* **Problem description**
Pull out each line of the material below that contains the word "windshield". Case matters, so a line only counts if the capitalization matches.

==================================================

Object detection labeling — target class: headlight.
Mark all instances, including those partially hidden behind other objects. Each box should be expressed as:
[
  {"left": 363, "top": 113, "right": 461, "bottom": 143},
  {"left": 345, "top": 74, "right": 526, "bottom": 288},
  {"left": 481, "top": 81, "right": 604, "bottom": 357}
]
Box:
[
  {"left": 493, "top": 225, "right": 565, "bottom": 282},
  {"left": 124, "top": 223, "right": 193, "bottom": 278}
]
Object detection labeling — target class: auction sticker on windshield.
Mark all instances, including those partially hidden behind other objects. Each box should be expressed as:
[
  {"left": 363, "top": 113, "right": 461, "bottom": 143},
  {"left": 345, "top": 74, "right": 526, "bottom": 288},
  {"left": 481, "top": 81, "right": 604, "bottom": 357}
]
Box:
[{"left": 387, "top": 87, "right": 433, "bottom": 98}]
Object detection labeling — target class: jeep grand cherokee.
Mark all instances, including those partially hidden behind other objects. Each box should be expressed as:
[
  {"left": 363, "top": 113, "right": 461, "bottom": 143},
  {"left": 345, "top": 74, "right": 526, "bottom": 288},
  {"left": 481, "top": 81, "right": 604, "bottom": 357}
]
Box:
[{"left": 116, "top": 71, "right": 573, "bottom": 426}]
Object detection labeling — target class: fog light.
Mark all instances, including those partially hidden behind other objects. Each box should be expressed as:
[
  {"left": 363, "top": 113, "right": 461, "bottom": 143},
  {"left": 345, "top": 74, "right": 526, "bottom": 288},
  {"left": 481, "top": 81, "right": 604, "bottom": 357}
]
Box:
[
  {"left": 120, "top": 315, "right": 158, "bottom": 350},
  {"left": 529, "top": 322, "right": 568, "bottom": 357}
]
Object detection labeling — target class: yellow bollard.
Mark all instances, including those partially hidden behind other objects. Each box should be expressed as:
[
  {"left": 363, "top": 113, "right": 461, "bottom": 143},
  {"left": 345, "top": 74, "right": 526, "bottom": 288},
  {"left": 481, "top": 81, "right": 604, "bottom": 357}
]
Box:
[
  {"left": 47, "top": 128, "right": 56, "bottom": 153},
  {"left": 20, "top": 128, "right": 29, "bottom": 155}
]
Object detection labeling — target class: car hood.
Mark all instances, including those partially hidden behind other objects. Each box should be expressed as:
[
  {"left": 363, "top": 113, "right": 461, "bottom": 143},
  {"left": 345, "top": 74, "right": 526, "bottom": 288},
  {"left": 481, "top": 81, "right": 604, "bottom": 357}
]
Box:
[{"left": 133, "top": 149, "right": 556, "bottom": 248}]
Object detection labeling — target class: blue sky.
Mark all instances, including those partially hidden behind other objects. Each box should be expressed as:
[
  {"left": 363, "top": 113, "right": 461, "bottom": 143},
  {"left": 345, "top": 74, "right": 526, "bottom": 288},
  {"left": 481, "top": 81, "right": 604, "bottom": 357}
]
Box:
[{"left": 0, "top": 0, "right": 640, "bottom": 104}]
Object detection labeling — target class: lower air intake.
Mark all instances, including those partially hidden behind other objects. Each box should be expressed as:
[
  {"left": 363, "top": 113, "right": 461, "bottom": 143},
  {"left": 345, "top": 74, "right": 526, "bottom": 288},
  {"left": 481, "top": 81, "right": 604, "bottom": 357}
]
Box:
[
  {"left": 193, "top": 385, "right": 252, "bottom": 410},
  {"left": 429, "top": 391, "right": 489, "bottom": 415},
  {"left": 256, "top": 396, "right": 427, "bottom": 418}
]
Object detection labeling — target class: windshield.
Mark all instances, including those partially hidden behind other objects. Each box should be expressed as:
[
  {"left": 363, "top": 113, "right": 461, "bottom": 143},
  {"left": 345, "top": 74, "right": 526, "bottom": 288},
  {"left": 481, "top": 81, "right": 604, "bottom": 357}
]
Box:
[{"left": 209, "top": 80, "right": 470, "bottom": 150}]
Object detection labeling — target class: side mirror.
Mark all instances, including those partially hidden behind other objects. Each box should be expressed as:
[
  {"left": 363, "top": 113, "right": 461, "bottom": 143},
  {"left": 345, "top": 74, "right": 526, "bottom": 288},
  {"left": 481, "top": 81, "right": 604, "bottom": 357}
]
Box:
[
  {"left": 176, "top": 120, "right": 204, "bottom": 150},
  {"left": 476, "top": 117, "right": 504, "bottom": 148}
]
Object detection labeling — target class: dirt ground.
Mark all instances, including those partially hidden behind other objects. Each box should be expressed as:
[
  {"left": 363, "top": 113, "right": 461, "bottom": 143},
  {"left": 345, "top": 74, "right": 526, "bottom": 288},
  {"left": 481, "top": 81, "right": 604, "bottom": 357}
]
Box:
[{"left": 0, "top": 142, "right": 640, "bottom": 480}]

==================================================

* **Task output**
Object detection labeling — target class: auction sticker on windshield.
Object detection labeling — target class: windshield.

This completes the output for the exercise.